Correct but know you have to check this every time you update. I was thinking 
it would simplify the code a little if it was just the actual size of the tuple 
(including past the original size).

bq.  On 2012-04-06 03:30:08, Julien Le Dem wrote:
bq.  > trunk/src/org/apache/pig/data/SchemaTuple.java, line 105
bq.  > <https://reviews.apache.org/r/4651/diff/1/?file=100078#file100078line105>
bq.  >
bq.  >     if it is always overridden, it should be abstract
bq.  
bq.  Jonathan Coveney wrote:
bq.      It's overriden, but the overriden version calls super. Right now it 
returns 0 because I don't want to take the time to calculate it out while the 
class is still evolving.

Ok, let's make it abstract once we get to this.

bq.  On 2012-04-06 03:30:08, Julien Le Dem wrote:
bq.  > trunk/src/org/apache/pig/data/SchemaTuple.java, line 125
bq.  > <https://reviews.apache.org/r/4651/diff/1/?file=100078#file100078line125>
bq.  >
bq.  >     redundant with the 2 others?
bq.  >     idClassMap.get(schemaIdMap.get(schema))
bq.  
bq.  Jonathan Coveney wrote:
bq.      Perhaps this is what a SchemaTupleFactory would make cleaner, but my 
desire is for Tuple creation to be as fast as possible. This is why there are 5 
maps... my thought is that they are all static, so the extra cost of caching 
the extra info is worth avoiding two gets in a row to link the info together 
when we need to make Tuples. Am open to thoughts.

I like the SchemaTupleFactory approach. It would alleviate the need for this.

bq.  On 2012-04-06 03:30:08, Julien Le Dem wrote:
bq.  > trunk/src/org/apache/pig/data/SchemaTuple.java, lines 130-142
bq.  > <https://reviews.apache.org/r/4651/diff/1/?file=100078#file100078line130>
bq.  >
bq.  >     could be computed statically by the generated class if you make a 
static getSchema(schemaString).
bq.

THE TASKS
A: Print the part of the SchemaTuple review thread between "I like the SchemaTupleFactory" and "static getSchema(schemaString).", inclusive.
B: Proceed with the SchemaTuple review thread from the point where it stops.
The records have no connection to the SchemaTuple review thread.

Source data:

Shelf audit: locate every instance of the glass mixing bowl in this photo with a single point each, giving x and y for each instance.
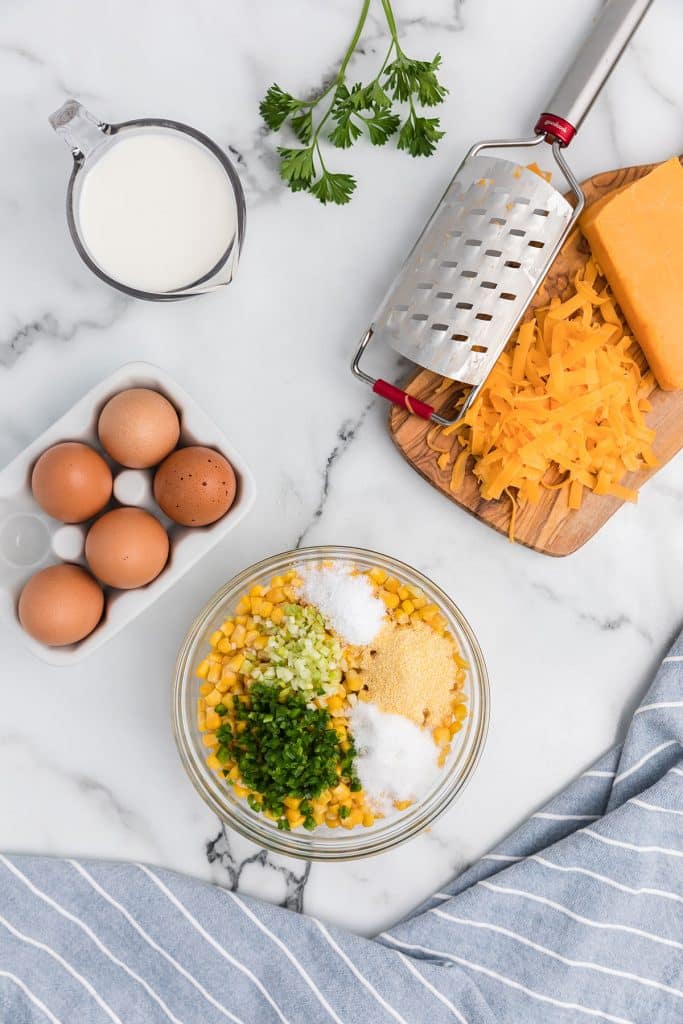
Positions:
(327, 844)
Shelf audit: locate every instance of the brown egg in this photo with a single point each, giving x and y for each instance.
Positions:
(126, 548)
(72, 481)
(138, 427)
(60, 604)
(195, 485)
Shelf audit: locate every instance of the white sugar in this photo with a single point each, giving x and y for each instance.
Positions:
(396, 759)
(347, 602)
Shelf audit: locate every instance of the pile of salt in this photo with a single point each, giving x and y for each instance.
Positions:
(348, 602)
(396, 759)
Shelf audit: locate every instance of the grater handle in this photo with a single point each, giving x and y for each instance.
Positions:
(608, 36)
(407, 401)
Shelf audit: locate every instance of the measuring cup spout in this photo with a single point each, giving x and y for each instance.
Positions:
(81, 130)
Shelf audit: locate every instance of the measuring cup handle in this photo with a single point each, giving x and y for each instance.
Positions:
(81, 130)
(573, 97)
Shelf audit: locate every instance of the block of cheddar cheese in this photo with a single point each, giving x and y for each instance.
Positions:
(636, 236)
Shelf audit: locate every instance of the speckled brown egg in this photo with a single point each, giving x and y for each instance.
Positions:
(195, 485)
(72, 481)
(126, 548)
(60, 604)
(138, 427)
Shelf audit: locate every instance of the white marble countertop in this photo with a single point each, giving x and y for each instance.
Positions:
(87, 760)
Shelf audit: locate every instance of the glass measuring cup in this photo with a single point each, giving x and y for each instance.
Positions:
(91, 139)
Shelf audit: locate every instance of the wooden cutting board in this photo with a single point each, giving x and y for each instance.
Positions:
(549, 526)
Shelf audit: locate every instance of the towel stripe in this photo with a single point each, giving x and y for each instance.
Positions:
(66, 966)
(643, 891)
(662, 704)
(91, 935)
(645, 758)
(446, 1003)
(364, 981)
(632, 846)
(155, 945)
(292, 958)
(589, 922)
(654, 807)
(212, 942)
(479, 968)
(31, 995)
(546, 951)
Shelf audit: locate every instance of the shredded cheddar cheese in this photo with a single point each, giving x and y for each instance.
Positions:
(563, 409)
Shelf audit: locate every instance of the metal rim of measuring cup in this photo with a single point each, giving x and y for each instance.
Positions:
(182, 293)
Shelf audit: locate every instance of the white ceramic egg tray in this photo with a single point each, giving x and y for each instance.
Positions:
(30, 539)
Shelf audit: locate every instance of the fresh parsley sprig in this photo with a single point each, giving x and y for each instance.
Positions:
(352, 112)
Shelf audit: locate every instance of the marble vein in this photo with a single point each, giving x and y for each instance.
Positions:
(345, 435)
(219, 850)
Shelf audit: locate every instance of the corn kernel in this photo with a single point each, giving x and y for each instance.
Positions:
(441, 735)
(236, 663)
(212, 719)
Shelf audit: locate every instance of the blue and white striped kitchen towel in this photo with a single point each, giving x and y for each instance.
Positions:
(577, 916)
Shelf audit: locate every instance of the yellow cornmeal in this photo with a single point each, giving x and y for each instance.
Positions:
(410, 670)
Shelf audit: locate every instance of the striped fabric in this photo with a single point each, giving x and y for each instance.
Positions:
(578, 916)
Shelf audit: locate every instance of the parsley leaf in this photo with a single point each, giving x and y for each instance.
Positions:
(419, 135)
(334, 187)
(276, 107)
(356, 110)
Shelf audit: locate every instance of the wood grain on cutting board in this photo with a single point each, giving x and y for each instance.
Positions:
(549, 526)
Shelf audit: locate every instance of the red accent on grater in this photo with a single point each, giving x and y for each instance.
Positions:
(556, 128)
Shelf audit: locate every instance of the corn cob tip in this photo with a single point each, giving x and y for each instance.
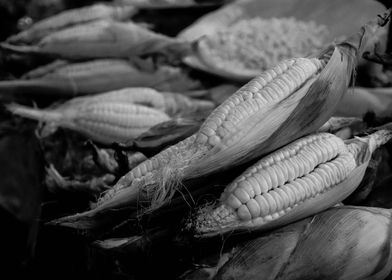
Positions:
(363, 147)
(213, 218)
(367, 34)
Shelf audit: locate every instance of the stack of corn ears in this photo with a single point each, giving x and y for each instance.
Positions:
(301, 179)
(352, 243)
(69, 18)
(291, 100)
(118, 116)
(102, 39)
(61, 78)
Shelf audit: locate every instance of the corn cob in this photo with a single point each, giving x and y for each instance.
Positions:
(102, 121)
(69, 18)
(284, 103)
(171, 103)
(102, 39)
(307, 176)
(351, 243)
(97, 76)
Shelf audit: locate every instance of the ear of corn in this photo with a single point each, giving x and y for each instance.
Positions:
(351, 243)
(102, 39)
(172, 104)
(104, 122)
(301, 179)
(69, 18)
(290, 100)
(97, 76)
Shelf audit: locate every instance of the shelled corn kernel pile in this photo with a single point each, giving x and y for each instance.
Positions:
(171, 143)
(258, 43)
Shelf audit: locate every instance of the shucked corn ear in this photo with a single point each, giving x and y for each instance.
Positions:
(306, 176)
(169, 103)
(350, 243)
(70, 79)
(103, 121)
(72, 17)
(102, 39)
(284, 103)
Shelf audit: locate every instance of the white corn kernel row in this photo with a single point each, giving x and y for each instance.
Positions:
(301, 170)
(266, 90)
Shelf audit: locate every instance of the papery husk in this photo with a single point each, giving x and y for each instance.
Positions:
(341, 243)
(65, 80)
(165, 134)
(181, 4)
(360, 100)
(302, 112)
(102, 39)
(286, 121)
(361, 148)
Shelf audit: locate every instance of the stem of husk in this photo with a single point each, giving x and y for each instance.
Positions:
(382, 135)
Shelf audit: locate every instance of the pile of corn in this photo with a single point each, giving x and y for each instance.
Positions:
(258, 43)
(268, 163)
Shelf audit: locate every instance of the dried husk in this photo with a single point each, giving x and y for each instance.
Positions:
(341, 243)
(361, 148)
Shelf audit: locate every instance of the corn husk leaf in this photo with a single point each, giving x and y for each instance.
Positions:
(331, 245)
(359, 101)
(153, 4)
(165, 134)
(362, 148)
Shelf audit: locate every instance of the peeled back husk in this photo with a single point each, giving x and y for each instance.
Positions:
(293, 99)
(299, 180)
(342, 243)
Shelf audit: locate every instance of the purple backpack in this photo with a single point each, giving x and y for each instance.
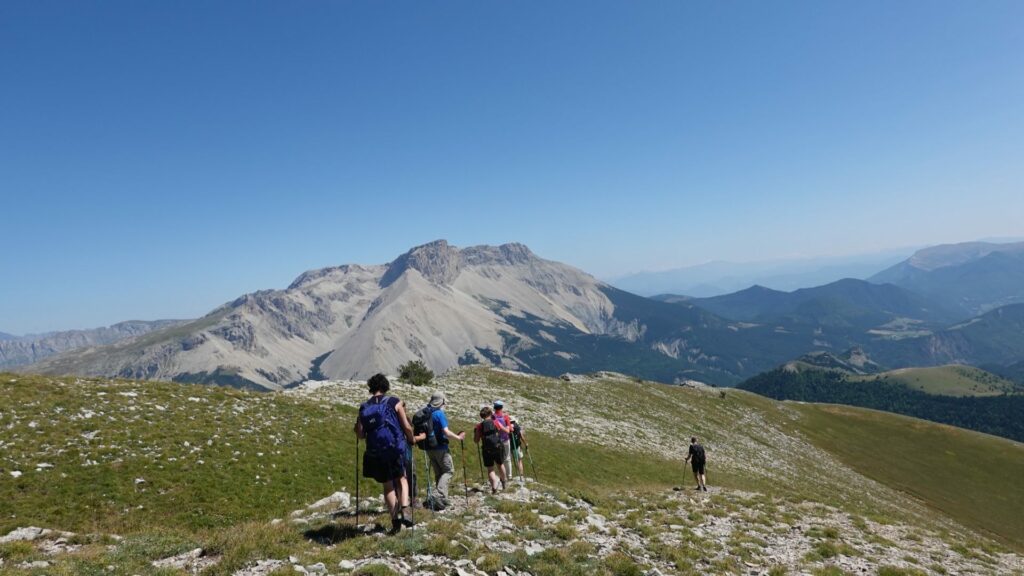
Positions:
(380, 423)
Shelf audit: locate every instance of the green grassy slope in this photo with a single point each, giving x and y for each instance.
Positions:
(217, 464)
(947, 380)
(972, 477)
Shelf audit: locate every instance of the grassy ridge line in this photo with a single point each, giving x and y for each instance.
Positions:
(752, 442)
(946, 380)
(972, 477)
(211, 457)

THE REPLIES
A:
I like the SchemaTupleFactory approach. It would alleviate the need for this.

bq.  On 2012-04-06 03:30:08, Julien Le Dem wrote:
bq.  > trunk/src/org/apache/pig/data/SchemaTuple.java, lines 130-142
bq.  > <https://reviews.apache.org/r/4651/diff/1/?file=100078#file100078line130>
bq.  >
bq.  >     could be computed statically by the generated class if you make a 
static getSchema(schemaString).

B:
bq.  Jonathan Coveney wrote:
bq.      Well, my thought is that a static cache wouldn't take up much memory, 
and it would avoid having to recreate the Schema object every time getSchema() 
is called. I don't forsee it being called a ton, but possibly enough that 
recreating the object a bunch would be wasteful. Perhaps this is premature 
optimization?

caching is fine.
I meant that you could have the Schema object "cached" in a static field of the 
generated class
instead of a runtime generation + cache

in the generated class:

static schemaString = "....";
static Schema schema = Utils.getSchemaFromString(schemaString);

public Schema getSchema() {
  return schema;
}

bq.  On 2012-04-06 03:30:08, Julien Le Dem wrote:
bq.  > trunk/src/org/apache/pig/data/SchemaTuple.java, line 144
bq.  > <https://reviews.apache.org/r/4651/diff/1/?file=100078#file100078line144>
bq.  >
bq.  >     setAll() ?
bq.  
bq.  Jonathan Coveney wrote:
bq.      It's not really a setAll imho. It's setting it equal to. Maybe that's 
what setAll means, but it seems to convey something different.

It sounds like setEqualTo() is what set() generally means. when you set 
something to a value then you expect it to be equal to the value. What do you 
think?

bq.  On 2012-04-06 03:30:08, Julien Le Dem wrote:
bq.  > trunk/src/org/apache/pig/data/SchemaTuple.java, line 159
bq.  > <https://reviews.apache.org/r/4651/diff/1/?file=100078#file100078line159>
bq.  >
bq.  >     do we need all of set(Tuple), set(List), setEqualTo(List), 
setEqualTo(Tuple) ?
bq.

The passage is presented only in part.